---------- SUPPLIED DATA ----------

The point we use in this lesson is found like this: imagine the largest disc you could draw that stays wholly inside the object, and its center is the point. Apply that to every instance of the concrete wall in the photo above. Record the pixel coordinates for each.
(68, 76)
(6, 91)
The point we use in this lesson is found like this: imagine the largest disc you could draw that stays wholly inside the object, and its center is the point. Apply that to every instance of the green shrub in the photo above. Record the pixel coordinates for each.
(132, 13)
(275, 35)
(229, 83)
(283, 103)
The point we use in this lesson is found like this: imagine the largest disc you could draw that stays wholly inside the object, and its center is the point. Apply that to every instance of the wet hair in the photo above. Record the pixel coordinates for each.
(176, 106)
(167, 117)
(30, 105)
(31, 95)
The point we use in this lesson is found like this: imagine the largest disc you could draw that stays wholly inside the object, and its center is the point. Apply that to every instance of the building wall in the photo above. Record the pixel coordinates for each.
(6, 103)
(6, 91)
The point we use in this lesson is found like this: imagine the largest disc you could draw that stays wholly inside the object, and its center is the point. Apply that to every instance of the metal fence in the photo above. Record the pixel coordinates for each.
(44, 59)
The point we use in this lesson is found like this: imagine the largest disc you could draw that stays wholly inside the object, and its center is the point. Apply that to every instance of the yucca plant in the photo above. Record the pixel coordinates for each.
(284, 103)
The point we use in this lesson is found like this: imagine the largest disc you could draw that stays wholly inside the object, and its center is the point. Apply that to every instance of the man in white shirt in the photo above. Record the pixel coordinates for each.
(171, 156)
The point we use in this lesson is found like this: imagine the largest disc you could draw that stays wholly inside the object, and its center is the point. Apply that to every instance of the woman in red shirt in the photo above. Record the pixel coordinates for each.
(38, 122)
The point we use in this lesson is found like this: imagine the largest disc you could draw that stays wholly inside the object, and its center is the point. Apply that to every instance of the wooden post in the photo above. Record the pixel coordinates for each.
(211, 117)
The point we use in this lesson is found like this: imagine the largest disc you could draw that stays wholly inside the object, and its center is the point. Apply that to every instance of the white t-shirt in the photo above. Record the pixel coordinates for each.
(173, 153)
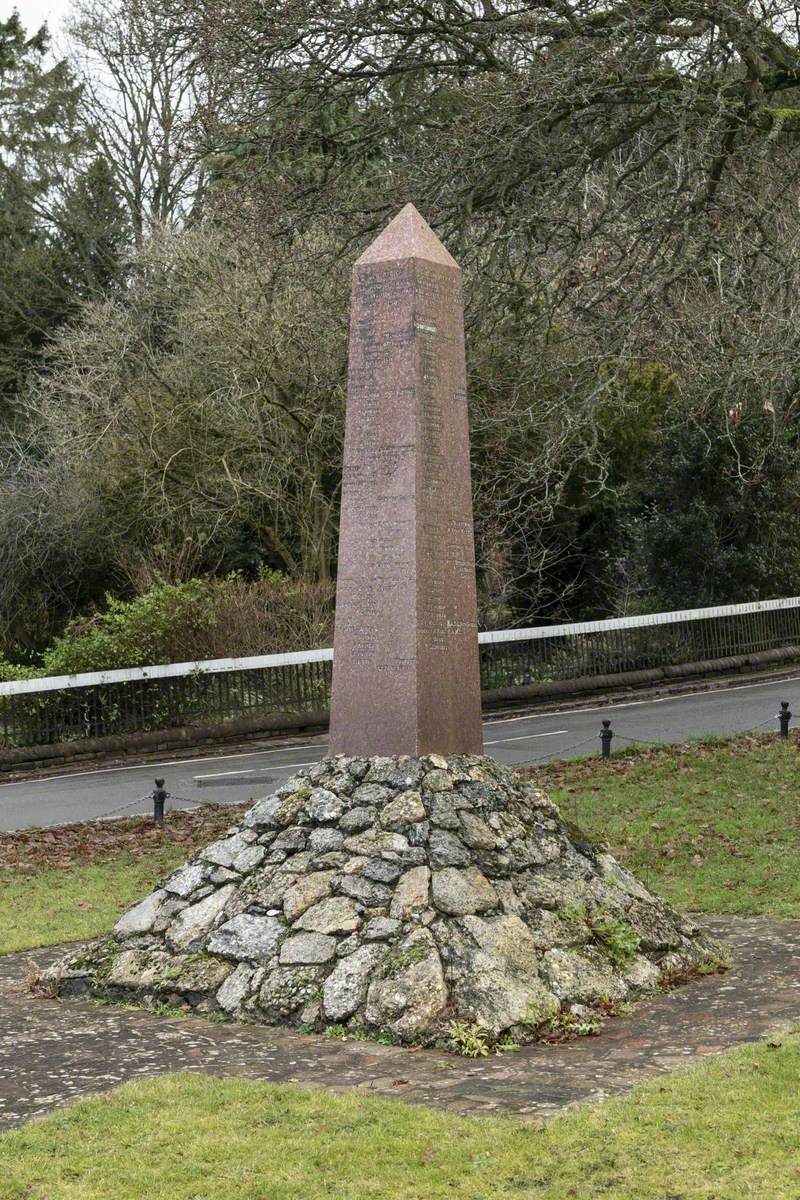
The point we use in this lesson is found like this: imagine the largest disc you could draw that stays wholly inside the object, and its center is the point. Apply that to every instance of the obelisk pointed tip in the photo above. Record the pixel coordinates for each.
(408, 235)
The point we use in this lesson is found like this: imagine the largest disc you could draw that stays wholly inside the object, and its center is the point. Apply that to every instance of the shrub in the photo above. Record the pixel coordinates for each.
(196, 619)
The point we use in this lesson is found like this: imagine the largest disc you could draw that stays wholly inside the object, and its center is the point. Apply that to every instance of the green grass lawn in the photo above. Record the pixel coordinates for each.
(713, 827)
(726, 1129)
(78, 903)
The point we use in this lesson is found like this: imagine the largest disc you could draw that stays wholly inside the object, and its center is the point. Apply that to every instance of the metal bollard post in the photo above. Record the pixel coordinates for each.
(785, 717)
(158, 799)
(606, 739)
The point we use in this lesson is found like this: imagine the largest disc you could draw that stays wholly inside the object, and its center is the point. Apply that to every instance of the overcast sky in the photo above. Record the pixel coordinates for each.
(35, 12)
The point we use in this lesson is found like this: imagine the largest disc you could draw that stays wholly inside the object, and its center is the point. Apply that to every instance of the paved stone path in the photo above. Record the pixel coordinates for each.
(52, 1051)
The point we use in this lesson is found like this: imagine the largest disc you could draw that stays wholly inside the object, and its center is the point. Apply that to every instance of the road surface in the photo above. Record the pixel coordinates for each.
(570, 732)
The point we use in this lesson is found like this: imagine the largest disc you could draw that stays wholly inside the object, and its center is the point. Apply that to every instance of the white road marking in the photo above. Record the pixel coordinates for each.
(498, 720)
(173, 762)
(226, 774)
(525, 737)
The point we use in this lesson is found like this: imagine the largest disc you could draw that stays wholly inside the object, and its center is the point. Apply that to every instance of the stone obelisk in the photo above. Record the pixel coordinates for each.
(405, 667)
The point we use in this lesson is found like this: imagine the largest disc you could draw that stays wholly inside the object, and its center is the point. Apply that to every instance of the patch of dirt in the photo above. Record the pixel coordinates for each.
(95, 841)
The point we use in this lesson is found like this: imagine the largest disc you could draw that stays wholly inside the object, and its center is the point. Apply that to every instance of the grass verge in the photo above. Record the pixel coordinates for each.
(726, 1129)
(713, 826)
(72, 882)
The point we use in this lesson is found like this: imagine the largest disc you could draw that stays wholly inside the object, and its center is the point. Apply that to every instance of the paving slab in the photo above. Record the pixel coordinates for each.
(53, 1051)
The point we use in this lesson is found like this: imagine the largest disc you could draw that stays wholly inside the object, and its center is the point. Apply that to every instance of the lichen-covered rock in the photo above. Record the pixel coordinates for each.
(411, 993)
(304, 948)
(462, 892)
(396, 894)
(142, 917)
(410, 894)
(247, 937)
(306, 892)
(346, 988)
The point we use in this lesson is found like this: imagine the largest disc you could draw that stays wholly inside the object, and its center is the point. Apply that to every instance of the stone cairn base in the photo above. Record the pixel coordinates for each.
(396, 897)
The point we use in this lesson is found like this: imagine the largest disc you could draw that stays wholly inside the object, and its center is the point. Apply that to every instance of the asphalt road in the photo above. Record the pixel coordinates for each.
(566, 733)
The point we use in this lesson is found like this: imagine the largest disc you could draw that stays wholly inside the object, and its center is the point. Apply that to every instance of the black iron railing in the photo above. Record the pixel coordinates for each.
(74, 708)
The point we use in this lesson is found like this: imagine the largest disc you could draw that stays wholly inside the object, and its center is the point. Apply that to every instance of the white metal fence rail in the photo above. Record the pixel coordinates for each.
(95, 705)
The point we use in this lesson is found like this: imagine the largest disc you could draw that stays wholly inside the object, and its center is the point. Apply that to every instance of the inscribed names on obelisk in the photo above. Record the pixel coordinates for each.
(405, 667)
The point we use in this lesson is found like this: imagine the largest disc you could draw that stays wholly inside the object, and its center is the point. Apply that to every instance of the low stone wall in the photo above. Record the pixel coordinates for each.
(214, 732)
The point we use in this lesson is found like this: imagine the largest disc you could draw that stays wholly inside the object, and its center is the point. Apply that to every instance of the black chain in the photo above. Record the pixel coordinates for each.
(122, 808)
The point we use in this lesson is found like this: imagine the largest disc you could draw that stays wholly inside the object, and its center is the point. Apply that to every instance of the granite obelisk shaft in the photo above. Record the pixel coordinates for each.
(405, 667)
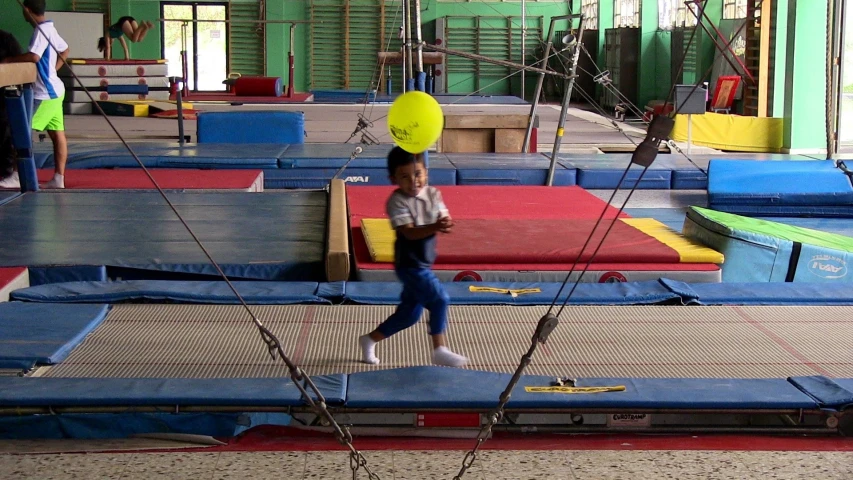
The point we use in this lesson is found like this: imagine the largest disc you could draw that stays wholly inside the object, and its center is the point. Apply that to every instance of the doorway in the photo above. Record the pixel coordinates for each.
(204, 40)
(845, 106)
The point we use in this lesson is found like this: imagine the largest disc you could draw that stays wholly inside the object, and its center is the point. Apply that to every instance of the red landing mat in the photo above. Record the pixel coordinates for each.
(519, 203)
(231, 98)
(167, 178)
(547, 241)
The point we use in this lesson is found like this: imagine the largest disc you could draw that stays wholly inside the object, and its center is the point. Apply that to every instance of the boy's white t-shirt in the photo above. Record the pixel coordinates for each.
(47, 85)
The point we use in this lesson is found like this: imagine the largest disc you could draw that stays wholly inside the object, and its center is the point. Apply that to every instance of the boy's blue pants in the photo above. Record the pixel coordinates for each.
(421, 289)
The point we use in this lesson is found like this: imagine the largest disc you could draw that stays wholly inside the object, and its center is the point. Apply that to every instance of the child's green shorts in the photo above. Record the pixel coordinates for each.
(48, 115)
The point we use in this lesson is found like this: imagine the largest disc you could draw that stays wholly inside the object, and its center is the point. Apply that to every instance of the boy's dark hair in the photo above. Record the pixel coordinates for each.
(35, 6)
(398, 157)
(9, 46)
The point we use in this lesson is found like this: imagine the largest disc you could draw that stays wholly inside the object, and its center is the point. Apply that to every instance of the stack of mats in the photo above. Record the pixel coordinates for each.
(774, 189)
(113, 81)
(530, 234)
(762, 251)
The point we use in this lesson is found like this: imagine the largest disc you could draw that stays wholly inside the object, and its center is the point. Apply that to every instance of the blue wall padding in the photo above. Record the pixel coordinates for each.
(8, 196)
(827, 392)
(769, 183)
(119, 425)
(332, 291)
(825, 211)
(441, 387)
(44, 334)
(318, 178)
(508, 169)
(636, 293)
(250, 392)
(127, 89)
(266, 293)
(251, 127)
(259, 155)
(74, 273)
(604, 172)
(334, 155)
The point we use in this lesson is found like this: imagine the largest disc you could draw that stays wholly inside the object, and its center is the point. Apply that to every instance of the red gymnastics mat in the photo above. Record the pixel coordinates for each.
(167, 178)
(536, 210)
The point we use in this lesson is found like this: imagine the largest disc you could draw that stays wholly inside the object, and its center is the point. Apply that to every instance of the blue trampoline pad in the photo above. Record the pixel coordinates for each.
(334, 155)
(43, 334)
(260, 293)
(634, 293)
(829, 393)
(450, 388)
(276, 236)
(738, 183)
(235, 392)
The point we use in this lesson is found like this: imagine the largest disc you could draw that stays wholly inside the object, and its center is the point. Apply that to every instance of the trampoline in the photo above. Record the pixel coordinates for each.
(533, 234)
(276, 236)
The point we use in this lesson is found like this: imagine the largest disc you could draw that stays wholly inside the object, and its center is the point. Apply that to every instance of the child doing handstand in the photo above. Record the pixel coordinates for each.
(417, 213)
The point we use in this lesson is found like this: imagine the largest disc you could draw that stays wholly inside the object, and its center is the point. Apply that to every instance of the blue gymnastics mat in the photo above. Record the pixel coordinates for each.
(276, 236)
(239, 392)
(451, 388)
(779, 188)
(42, 334)
(440, 173)
(508, 169)
(604, 172)
(758, 250)
(161, 291)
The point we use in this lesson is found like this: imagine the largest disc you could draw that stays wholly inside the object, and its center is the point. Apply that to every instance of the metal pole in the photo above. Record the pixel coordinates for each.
(523, 35)
(548, 44)
(567, 97)
(408, 37)
(419, 66)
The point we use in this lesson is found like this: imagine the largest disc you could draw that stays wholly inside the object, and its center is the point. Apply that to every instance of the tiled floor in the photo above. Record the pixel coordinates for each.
(417, 465)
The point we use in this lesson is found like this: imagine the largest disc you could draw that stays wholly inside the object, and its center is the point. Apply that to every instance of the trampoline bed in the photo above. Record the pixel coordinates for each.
(275, 236)
(529, 234)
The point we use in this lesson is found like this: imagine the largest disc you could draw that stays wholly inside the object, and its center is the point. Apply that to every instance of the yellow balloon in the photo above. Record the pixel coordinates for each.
(415, 121)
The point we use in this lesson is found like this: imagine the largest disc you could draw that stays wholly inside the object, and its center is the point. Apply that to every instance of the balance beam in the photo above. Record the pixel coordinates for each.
(17, 73)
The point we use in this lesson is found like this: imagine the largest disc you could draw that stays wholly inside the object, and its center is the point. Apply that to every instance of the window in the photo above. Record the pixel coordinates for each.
(626, 13)
(589, 10)
(733, 9)
(675, 14)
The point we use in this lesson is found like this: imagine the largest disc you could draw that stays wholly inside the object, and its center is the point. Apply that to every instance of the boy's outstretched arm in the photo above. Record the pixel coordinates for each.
(60, 59)
(27, 57)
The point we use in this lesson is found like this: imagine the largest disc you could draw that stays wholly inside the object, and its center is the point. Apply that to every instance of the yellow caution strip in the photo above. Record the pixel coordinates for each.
(617, 388)
(688, 250)
(380, 238)
(513, 292)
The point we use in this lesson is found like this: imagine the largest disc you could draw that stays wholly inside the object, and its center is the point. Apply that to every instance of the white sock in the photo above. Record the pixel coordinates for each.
(58, 181)
(443, 356)
(368, 349)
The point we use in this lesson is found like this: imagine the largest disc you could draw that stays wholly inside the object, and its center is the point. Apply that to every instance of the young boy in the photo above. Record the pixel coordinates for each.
(48, 90)
(417, 213)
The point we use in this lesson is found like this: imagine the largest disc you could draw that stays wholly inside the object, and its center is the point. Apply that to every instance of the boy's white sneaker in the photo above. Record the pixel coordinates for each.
(368, 350)
(443, 356)
(12, 181)
(58, 181)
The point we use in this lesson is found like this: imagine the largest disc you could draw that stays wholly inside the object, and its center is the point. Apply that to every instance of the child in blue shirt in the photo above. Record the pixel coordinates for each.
(417, 212)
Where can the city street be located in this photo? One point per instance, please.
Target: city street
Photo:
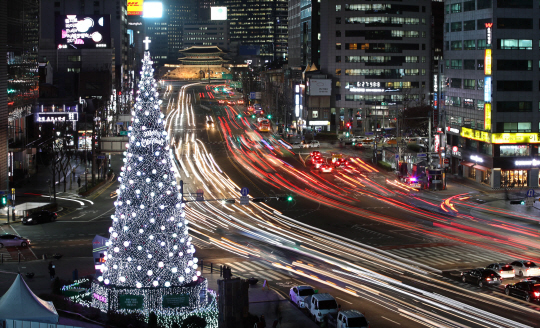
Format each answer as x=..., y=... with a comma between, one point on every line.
x=393, y=253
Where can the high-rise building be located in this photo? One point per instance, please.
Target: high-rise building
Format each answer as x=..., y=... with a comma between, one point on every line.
x=304, y=33
x=65, y=60
x=261, y=24
x=489, y=82
x=378, y=56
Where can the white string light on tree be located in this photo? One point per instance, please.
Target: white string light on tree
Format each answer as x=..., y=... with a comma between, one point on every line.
x=149, y=260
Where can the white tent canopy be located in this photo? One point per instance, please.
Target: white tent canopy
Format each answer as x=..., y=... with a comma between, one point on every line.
x=20, y=303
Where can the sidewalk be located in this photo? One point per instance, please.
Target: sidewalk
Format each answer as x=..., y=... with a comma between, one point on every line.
x=267, y=302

----------

Reproduce each line, exactly as it appears, from the one that contains "Where can the white string" through the last line of the records. Add no other lines.

Where can the white string light on tree be located in this photo? One point per instance, please.
Target: white string light on tree
Format each answer as x=..., y=... with a comma between, one point on every line.
x=149, y=260
Where can the white tent canopy be located in this photo? One point per instance, please.
Target: white tent canopy
Format each answer as x=..., y=... with a comma between, one point on every line.
x=20, y=303
Where can the sidewalk be located in this photo? One point per instance, please.
Target: sidewalk
Format each answer as x=..., y=... with a comma between, one point on every line.
x=267, y=302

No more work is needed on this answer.